**Given records:**
* Begin *
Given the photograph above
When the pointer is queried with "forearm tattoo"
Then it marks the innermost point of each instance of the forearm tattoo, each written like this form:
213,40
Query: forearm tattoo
* End *
* Begin *
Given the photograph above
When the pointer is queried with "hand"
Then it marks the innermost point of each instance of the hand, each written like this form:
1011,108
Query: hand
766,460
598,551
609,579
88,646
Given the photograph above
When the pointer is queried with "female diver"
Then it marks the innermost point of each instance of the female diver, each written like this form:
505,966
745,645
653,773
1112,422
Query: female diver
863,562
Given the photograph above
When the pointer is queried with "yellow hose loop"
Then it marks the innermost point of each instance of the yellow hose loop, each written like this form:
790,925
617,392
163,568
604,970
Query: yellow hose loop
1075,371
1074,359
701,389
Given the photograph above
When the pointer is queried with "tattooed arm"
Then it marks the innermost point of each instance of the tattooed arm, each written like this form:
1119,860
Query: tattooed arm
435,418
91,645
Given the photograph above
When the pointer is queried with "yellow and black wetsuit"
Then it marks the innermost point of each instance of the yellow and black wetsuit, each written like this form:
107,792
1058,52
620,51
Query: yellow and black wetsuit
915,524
* End *
**Given request:**
List every line in the records that contains the string "tattooed", matching case exactly.

**Response:**
When the pointer is queried with "tattooed arm"
Then it marks the innermost point of each instance of the tattooed arm, each written like this form:
Query: tattooed arm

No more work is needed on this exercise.